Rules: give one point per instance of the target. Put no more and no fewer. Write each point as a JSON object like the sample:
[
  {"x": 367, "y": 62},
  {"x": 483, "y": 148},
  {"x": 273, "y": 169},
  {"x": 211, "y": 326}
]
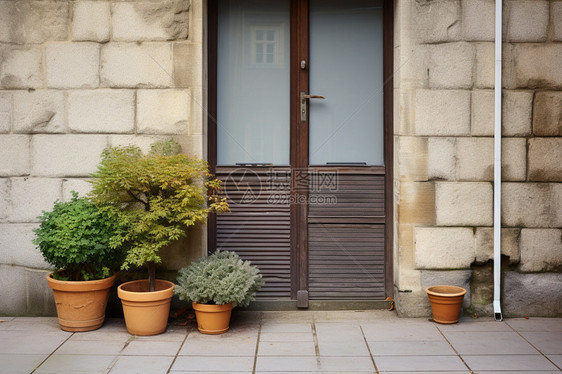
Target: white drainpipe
[{"x": 497, "y": 162}]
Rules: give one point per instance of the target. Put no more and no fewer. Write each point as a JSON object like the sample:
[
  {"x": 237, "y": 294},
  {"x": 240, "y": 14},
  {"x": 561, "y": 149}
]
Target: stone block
[
  {"x": 484, "y": 245},
  {"x": 164, "y": 20},
  {"x": 39, "y": 111},
  {"x": 144, "y": 142},
  {"x": 478, "y": 20},
  {"x": 556, "y": 14},
  {"x": 417, "y": 203},
  {"x": 30, "y": 196},
  {"x": 5, "y": 203},
  {"x": 21, "y": 67},
  {"x": 40, "y": 300},
  {"x": 13, "y": 290},
  {"x": 16, "y": 247},
  {"x": 482, "y": 113},
  {"x": 514, "y": 159},
  {"x": 412, "y": 157},
  {"x": 67, "y": 155},
  {"x": 414, "y": 63},
  {"x": 464, "y": 204},
  {"x": 33, "y": 22},
  {"x": 527, "y": 21},
  {"x": 15, "y": 151},
  {"x": 438, "y": 22},
  {"x": 91, "y": 21},
  {"x": 193, "y": 145},
  {"x": 541, "y": 250},
  {"x": 459, "y": 278},
  {"x": 442, "y": 112},
  {"x": 538, "y": 65},
  {"x": 475, "y": 159},
  {"x": 443, "y": 248},
  {"x": 101, "y": 111},
  {"x": 188, "y": 65},
  {"x": 545, "y": 159},
  {"x": 485, "y": 65},
  {"x": 197, "y": 111},
  {"x": 535, "y": 295},
  {"x": 82, "y": 186},
  {"x": 441, "y": 158},
  {"x": 163, "y": 111},
  {"x": 131, "y": 65},
  {"x": 517, "y": 109},
  {"x": 74, "y": 65},
  {"x": 451, "y": 65},
  {"x": 536, "y": 205},
  {"x": 547, "y": 114},
  {"x": 516, "y": 113},
  {"x": 5, "y": 112}
]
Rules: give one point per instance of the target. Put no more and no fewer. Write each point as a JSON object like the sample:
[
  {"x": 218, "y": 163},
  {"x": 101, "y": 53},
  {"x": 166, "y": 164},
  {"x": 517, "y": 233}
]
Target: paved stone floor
[{"x": 289, "y": 342}]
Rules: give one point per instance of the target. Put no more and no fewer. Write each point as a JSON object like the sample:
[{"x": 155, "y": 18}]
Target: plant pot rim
[
  {"x": 77, "y": 285},
  {"x": 166, "y": 292},
  {"x": 214, "y": 307},
  {"x": 445, "y": 291}
]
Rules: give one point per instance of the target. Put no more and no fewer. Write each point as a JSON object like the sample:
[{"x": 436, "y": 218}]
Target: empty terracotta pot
[
  {"x": 446, "y": 302},
  {"x": 212, "y": 319},
  {"x": 81, "y": 304},
  {"x": 146, "y": 313}
]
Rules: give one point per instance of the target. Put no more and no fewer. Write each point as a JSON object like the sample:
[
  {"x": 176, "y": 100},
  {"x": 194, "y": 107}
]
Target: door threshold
[{"x": 275, "y": 305}]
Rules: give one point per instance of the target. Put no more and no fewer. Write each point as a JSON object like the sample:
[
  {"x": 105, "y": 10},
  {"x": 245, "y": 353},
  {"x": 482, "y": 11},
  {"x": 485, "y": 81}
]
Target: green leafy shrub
[
  {"x": 75, "y": 237},
  {"x": 156, "y": 196},
  {"x": 221, "y": 278}
]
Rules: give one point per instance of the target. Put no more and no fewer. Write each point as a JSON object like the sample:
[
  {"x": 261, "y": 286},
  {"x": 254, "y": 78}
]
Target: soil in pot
[
  {"x": 446, "y": 302},
  {"x": 213, "y": 319},
  {"x": 146, "y": 313},
  {"x": 81, "y": 304}
]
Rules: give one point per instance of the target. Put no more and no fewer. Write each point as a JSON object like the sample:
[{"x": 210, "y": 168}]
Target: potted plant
[
  {"x": 215, "y": 284},
  {"x": 446, "y": 302},
  {"x": 156, "y": 196},
  {"x": 76, "y": 238}
]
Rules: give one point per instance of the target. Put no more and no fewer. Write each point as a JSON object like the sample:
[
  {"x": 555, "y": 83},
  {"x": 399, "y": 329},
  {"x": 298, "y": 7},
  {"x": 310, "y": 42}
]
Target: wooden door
[{"x": 308, "y": 178}]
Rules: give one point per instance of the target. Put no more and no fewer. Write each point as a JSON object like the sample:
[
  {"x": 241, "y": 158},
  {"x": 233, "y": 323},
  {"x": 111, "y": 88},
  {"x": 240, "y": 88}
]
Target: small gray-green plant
[
  {"x": 75, "y": 237},
  {"x": 221, "y": 278}
]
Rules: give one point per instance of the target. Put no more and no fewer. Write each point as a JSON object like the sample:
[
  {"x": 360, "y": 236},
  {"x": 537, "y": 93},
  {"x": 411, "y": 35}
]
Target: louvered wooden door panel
[
  {"x": 258, "y": 225},
  {"x": 346, "y": 237}
]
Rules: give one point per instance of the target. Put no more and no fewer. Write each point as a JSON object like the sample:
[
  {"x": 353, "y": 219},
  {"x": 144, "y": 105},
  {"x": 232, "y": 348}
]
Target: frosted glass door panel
[
  {"x": 253, "y": 118},
  {"x": 346, "y": 67}
]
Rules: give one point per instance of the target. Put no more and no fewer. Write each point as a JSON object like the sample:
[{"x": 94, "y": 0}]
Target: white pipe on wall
[{"x": 497, "y": 162}]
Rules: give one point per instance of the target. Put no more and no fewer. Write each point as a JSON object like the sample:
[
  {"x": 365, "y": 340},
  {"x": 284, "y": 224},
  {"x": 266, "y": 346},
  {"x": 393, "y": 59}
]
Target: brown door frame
[{"x": 299, "y": 143}]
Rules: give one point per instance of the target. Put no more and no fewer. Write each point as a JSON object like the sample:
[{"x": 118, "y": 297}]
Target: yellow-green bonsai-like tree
[{"x": 156, "y": 196}]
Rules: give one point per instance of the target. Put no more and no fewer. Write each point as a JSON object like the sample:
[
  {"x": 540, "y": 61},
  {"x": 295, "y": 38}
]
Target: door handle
[{"x": 304, "y": 97}]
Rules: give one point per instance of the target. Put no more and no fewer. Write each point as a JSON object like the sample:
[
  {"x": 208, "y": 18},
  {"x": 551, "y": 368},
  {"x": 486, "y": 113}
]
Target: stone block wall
[
  {"x": 444, "y": 157},
  {"x": 76, "y": 77}
]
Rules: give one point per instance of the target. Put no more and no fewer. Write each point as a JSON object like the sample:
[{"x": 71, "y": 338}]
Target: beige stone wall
[
  {"x": 444, "y": 127},
  {"x": 75, "y": 77}
]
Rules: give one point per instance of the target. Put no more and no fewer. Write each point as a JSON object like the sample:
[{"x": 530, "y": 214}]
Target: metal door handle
[
  {"x": 312, "y": 97},
  {"x": 304, "y": 97}
]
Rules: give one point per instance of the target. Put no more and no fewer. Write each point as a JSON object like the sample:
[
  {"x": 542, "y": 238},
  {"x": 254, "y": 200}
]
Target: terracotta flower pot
[
  {"x": 446, "y": 302},
  {"x": 146, "y": 313},
  {"x": 213, "y": 319},
  {"x": 81, "y": 304}
]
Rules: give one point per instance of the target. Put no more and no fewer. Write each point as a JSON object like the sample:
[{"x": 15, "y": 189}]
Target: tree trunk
[{"x": 152, "y": 276}]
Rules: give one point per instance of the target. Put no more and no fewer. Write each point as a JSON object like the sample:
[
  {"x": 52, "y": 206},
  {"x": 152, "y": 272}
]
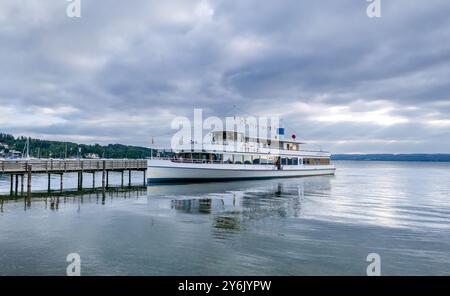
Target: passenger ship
[{"x": 231, "y": 155}]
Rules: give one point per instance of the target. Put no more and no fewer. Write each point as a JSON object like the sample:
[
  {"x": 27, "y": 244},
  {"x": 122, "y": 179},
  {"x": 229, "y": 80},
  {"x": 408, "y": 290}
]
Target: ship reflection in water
[
  {"x": 232, "y": 209},
  {"x": 324, "y": 225}
]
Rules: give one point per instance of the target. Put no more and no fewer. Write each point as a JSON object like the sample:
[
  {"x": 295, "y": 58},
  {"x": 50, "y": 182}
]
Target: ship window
[
  {"x": 227, "y": 158},
  {"x": 238, "y": 159},
  {"x": 263, "y": 159}
]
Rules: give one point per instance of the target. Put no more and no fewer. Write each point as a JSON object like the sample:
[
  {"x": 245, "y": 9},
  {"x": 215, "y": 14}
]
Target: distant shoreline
[{"x": 393, "y": 157}]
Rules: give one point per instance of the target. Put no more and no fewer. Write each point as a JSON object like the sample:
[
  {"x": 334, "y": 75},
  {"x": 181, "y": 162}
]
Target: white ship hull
[{"x": 168, "y": 171}]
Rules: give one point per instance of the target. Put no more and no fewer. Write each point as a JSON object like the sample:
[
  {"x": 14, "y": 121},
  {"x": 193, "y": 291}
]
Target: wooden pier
[{"x": 19, "y": 169}]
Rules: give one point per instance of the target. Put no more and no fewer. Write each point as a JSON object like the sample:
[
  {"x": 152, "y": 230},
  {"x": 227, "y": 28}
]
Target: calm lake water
[{"x": 304, "y": 226}]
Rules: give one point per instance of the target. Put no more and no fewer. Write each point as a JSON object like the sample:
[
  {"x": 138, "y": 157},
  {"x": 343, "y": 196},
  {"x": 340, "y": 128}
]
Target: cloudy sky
[{"x": 125, "y": 69}]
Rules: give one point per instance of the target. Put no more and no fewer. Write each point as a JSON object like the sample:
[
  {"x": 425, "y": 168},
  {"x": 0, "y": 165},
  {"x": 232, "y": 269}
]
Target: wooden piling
[
  {"x": 16, "y": 192},
  {"x": 129, "y": 178},
  {"x": 11, "y": 191},
  {"x": 29, "y": 168},
  {"x": 21, "y": 184},
  {"x": 103, "y": 175}
]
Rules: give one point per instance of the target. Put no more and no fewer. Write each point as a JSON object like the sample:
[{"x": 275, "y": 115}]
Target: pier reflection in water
[{"x": 319, "y": 225}]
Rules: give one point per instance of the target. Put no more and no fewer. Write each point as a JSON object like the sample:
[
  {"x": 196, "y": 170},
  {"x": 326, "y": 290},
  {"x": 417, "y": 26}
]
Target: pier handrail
[{"x": 70, "y": 165}]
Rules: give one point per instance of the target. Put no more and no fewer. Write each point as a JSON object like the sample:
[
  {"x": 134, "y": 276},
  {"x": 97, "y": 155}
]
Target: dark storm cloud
[{"x": 124, "y": 70}]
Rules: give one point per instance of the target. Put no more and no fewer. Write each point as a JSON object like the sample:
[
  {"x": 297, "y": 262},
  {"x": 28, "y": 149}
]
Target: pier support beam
[
  {"x": 49, "y": 187},
  {"x": 16, "y": 192},
  {"x": 12, "y": 185},
  {"x": 103, "y": 175},
  {"x": 29, "y": 168},
  {"x": 22, "y": 177}
]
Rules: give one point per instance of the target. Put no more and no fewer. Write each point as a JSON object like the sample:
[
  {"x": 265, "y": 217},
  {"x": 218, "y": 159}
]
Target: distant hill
[
  {"x": 393, "y": 157},
  {"x": 57, "y": 149}
]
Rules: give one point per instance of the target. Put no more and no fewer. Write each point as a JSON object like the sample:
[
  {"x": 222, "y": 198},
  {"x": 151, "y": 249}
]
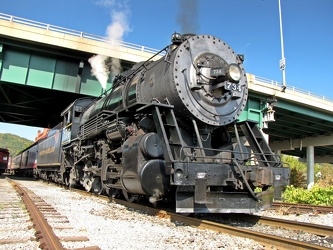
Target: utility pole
[{"x": 283, "y": 60}]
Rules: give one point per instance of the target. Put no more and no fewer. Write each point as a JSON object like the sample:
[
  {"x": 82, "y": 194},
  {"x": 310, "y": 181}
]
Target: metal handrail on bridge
[
  {"x": 62, "y": 30},
  {"x": 289, "y": 87}
]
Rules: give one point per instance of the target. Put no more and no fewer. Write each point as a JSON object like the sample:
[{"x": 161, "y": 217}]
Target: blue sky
[{"x": 250, "y": 27}]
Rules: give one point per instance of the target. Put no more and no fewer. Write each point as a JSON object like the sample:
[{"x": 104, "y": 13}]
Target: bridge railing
[
  {"x": 130, "y": 46},
  {"x": 62, "y": 30},
  {"x": 289, "y": 87}
]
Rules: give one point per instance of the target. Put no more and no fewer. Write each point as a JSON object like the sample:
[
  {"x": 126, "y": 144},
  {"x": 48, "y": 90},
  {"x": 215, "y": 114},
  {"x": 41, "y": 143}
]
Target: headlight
[{"x": 234, "y": 72}]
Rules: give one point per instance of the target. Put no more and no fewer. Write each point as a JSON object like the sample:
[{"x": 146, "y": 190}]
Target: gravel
[{"x": 113, "y": 226}]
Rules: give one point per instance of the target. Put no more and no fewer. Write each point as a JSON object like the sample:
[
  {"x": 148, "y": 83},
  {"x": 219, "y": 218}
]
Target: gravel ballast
[{"x": 113, "y": 226}]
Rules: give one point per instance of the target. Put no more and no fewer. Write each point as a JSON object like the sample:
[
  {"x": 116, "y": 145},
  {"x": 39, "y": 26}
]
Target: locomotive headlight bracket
[{"x": 234, "y": 72}]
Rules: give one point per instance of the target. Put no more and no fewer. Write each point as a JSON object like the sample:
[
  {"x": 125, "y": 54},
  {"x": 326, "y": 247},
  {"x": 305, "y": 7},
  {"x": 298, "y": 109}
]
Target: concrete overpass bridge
[{"x": 44, "y": 67}]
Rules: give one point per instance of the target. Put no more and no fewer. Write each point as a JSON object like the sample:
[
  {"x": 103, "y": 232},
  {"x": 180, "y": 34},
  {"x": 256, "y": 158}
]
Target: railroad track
[
  {"x": 267, "y": 240},
  {"x": 285, "y": 207},
  {"x": 42, "y": 216}
]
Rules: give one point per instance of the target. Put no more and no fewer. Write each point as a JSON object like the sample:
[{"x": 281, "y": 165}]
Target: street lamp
[{"x": 283, "y": 60}]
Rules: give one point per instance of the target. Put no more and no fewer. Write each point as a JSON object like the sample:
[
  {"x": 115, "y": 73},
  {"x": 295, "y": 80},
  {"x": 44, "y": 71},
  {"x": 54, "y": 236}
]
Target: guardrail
[
  {"x": 289, "y": 87},
  {"x": 130, "y": 46}
]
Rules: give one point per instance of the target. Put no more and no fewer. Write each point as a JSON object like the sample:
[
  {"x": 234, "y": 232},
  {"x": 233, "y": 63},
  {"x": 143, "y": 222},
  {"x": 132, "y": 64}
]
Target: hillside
[{"x": 13, "y": 143}]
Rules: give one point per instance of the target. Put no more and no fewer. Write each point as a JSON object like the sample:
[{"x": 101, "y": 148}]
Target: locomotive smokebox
[{"x": 202, "y": 78}]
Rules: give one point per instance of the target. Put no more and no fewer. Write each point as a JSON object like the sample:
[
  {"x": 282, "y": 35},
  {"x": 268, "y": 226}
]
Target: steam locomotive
[
  {"x": 4, "y": 158},
  {"x": 168, "y": 131}
]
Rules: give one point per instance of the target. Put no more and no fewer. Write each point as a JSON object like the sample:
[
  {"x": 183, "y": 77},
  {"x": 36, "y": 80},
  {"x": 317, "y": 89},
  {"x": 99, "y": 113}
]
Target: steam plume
[
  {"x": 188, "y": 16},
  {"x": 101, "y": 65}
]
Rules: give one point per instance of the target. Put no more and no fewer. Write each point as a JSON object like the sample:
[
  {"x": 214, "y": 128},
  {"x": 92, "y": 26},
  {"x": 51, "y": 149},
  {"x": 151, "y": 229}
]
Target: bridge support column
[{"x": 310, "y": 166}]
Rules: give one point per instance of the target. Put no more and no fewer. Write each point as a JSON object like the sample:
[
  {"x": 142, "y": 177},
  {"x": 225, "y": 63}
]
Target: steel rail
[
  {"x": 267, "y": 240},
  {"x": 44, "y": 232},
  {"x": 302, "y": 208},
  {"x": 287, "y": 224}
]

== WHAT IS ASKED ==
Gather every line above that contains the string "terracotta" and copy each one in full. Case counts, so match only that capitalization.

== FULL RESPONSE ==
Target: empty terracotta pot
Target: terracotta flower pot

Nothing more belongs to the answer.